§ THE REQUEST: Copy the records from the line with "the green foliage" through the end of the records, requests included, and raise every coordinate in the answers by 27.

☆ ☆ ☆ ☆ ☆ ☆ ☆

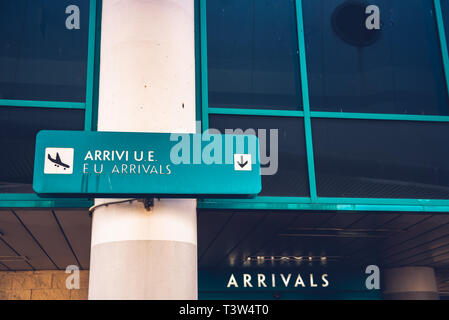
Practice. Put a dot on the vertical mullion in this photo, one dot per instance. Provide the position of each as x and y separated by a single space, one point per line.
306 101
204 73
443 41
90 65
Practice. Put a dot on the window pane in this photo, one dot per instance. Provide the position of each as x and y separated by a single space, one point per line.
40 59
18 129
381 159
445 11
253 54
397 69
291 177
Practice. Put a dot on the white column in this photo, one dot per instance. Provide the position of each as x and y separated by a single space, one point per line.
147 84
410 283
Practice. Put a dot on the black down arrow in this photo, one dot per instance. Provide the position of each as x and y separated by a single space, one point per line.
241 163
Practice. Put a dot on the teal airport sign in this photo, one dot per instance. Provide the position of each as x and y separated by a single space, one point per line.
118 164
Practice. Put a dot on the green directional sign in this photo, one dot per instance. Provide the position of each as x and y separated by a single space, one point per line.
117 164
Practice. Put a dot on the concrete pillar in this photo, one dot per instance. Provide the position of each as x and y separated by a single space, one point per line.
410 283
147 84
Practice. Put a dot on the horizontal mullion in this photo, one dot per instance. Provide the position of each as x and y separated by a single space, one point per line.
385 201
42 104
377 116
338 204
256 112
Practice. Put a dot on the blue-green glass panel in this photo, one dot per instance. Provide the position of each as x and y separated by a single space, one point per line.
40 58
381 159
253 54
397 69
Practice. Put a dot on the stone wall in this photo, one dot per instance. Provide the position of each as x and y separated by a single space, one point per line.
41 285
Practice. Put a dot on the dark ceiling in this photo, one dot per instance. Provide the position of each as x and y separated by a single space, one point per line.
47 239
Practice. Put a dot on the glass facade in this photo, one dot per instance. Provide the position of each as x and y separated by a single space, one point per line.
370 117
40 58
255 62
46 79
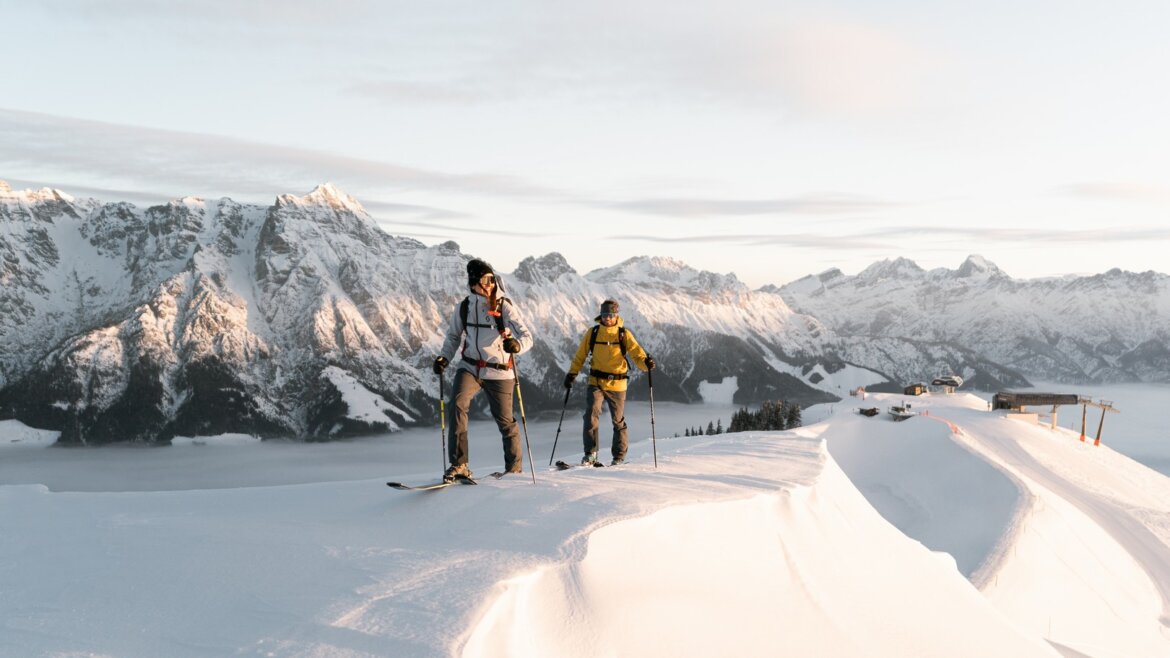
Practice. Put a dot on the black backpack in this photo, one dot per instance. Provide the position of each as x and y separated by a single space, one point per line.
621 342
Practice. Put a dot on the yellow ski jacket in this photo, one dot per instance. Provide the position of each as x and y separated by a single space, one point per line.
607 358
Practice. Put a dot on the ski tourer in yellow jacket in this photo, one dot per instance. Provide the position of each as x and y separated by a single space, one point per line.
608 369
607 344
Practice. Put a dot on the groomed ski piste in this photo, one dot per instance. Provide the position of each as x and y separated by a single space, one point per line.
758 543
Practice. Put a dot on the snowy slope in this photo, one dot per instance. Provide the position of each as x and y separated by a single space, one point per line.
1112 327
735 546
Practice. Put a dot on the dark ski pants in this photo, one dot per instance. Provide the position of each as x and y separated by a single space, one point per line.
500 396
617 403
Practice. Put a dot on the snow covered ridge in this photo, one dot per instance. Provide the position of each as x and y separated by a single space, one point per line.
303 319
1112 327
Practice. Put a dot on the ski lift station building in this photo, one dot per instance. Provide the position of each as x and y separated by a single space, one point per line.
1017 402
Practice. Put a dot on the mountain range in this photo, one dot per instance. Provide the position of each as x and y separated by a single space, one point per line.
303 319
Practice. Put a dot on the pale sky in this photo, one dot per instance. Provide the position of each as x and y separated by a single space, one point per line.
771 139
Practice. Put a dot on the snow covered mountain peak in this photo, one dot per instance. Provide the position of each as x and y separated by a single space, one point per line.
32 196
546 268
666 273
895 268
978 266
325 194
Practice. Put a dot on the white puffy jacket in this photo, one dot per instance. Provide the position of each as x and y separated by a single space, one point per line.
483 342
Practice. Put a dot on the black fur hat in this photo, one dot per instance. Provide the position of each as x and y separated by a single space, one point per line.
475 271
608 307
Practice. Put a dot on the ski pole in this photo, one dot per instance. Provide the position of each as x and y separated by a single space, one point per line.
649 375
523 420
442 423
553 456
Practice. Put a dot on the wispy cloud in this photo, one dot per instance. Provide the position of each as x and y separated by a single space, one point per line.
1116 191
816 205
164 162
892 238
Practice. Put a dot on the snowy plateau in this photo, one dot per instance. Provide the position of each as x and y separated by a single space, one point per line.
958 532
303 319
208 326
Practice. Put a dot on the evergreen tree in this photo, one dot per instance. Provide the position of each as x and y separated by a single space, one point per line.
793 416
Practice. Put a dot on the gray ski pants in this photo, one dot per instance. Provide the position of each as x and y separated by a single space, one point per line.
617 403
500 401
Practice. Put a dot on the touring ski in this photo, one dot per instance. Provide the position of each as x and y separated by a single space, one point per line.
458 480
566 466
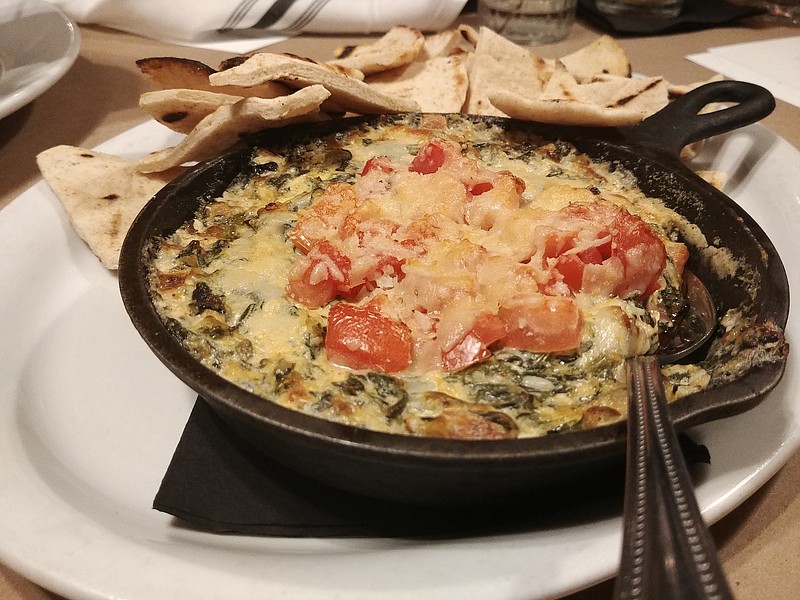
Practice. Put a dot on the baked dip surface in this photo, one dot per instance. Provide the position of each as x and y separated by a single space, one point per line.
430 275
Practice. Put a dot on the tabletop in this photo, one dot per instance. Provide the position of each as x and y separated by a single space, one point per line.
98 99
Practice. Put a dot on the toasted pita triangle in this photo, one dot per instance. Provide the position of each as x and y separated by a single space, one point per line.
498 63
397 47
437 85
603 55
170 72
226 126
180 109
101 194
347 92
560 111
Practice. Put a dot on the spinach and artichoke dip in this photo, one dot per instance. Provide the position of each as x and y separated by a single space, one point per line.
431 276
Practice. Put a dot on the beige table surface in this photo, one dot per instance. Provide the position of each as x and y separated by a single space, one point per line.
759 542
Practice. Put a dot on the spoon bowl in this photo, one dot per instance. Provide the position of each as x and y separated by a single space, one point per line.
668 552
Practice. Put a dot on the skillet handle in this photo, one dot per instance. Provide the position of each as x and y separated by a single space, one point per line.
679 123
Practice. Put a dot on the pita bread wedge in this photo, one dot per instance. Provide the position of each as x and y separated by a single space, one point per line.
437 85
498 63
444 43
346 92
181 110
397 47
100 193
609 91
564 112
607 100
603 56
170 72
226 125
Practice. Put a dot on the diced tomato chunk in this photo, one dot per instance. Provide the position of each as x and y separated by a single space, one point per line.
474 346
543 324
480 188
316 279
378 163
429 159
360 337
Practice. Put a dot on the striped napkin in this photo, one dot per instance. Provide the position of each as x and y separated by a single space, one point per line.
197 21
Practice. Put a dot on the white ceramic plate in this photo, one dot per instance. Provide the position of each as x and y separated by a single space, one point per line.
38 44
89 419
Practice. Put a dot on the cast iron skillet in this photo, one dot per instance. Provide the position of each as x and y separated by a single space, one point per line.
445 472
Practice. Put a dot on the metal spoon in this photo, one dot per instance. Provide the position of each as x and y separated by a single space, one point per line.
667 551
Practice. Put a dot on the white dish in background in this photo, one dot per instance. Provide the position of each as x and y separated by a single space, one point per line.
89 419
38 45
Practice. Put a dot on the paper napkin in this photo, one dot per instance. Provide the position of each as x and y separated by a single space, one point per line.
773 64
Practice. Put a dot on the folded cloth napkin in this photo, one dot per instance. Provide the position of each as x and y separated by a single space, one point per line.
194 19
218 483
696 14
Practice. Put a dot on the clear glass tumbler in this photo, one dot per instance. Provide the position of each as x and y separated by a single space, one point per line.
529 21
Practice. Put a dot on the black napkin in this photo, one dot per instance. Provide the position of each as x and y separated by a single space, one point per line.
217 482
696 14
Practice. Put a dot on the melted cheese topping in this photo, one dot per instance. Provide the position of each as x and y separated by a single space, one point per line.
220 281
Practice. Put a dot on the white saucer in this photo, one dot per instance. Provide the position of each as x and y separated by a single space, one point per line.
38 44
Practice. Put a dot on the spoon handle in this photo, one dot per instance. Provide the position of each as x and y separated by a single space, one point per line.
667 549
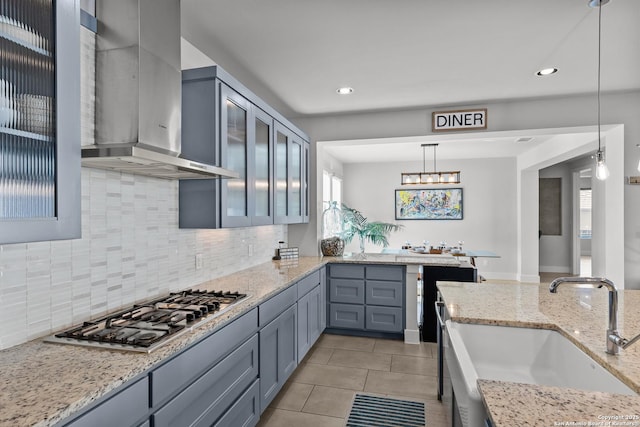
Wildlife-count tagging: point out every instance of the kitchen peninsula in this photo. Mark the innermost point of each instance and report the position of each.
(578, 314)
(43, 384)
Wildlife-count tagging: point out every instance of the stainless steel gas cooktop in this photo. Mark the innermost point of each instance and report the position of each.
(145, 327)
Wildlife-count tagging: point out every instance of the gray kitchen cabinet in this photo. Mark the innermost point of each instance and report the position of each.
(309, 311)
(235, 194)
(291, 190)
(278, 354)
(366, 299)
(385, 319)
(346, 316)
(225, 124)
(323, 298)
(245, 412)
(184, 369)
(349, 291)
(127, 407)
(213, 393)
(40, 121)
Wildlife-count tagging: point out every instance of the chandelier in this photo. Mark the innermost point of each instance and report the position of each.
(435, 177)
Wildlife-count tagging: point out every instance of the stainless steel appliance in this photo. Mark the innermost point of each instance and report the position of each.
(145, 327)
(138, 93)
(445, 388)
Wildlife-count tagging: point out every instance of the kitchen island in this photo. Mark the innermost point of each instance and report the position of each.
(579, 314)
(43, 383)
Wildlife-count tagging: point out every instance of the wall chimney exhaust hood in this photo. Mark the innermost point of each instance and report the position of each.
(139, 93)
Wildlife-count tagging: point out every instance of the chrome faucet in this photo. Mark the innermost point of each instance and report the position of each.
(614, 340)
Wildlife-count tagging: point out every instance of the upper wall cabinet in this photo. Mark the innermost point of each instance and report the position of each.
(39, 120)
(291, 193)
(227, 125)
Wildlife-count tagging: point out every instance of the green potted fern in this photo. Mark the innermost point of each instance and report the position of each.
(355, 224)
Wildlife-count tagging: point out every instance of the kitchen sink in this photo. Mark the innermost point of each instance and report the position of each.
(524, 355)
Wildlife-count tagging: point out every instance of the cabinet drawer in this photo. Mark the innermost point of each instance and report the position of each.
(384, 319)
(126, 408)
(346, 316)
(349, 291)
(208, 398)
(182, 370)
(347, 271)
(385, 272)
(308, 283)
(383, 293)
(270, 309)
(245, 412)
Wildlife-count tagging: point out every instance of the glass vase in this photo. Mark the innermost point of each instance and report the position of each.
(332, 243)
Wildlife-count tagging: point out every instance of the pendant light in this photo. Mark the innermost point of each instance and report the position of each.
(602, 171)
(434, 177)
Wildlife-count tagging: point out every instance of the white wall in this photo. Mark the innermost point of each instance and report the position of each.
(489, 208)
(575, 111)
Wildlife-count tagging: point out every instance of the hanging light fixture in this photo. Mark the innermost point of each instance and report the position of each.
(435, 177)
(602, 171)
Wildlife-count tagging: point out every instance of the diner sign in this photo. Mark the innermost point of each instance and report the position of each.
(458, 120)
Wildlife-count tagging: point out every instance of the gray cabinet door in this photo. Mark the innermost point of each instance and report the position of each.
(245, 412)
(384, 293)
(40, 130)
(278, 350)
(394, 273)
(346, 316)
(346, 271)
(127, 408)
(309, 311)
(209, 397)
(323, 299)
(236, 199)
(384, 319)
(182, 370)
(348, 291)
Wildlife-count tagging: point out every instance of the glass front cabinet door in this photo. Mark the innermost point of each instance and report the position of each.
(234, 150)
(39, 120)
(291, 182)
(261, 125)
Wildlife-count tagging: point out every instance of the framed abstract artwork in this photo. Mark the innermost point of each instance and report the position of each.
(431, 203)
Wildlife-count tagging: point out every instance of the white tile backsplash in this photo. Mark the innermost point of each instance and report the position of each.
(129, 251)
(131, 247)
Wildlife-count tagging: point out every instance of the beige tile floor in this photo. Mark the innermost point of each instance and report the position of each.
(321, 390)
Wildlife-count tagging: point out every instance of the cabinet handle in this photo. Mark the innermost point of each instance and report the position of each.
(438, 305)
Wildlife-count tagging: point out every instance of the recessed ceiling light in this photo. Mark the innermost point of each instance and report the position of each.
(523, 139)
(345, 90)
(547, 71)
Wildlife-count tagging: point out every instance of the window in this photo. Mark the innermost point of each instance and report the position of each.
(331, 189)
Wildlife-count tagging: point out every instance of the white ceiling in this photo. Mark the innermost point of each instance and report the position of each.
(400, 54)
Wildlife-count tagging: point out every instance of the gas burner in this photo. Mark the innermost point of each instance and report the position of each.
(145, 327)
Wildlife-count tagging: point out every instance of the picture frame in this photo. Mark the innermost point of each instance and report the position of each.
(429, 204)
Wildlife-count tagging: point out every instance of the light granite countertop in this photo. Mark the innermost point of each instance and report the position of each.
(581, 315)
(43, 383)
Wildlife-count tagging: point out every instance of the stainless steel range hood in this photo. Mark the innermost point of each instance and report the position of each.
(138, 92)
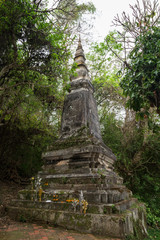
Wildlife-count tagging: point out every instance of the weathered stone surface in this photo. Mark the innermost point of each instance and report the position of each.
(113, 225)
(80, 161)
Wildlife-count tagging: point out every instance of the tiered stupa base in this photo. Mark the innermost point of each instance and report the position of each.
(66, 173)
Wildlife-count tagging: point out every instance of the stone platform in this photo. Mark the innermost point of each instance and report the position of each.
(66, 173)
(78, 188)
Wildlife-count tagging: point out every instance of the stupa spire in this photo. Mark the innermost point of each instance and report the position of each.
(79, 59)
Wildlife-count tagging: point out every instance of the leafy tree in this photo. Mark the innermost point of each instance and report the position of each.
(34, 52)
(141, 81)
(140, 40)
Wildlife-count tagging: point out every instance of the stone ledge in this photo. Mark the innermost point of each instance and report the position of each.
(106, 225)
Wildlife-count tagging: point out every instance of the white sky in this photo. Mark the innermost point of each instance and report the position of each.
(106, 11)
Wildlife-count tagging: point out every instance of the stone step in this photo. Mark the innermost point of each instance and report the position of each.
(125, 204)
(79, 178)
(113, 225)
(99, 196)
(65, 206)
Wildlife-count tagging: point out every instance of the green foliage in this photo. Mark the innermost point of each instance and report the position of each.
(141, 81)
(34, 75)
(154, 233)
(137, 163)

☆ ☆ ☆ ☆ ☆ ☆ ☆

§ FINAL ANSWER:
Wildlife-count tagging: point out every instance of the green foliage in this photo. Mark the innermost point of each instance and report the position of each.
(168, 108)
(61, 102)
(181, 260)
(164, 190)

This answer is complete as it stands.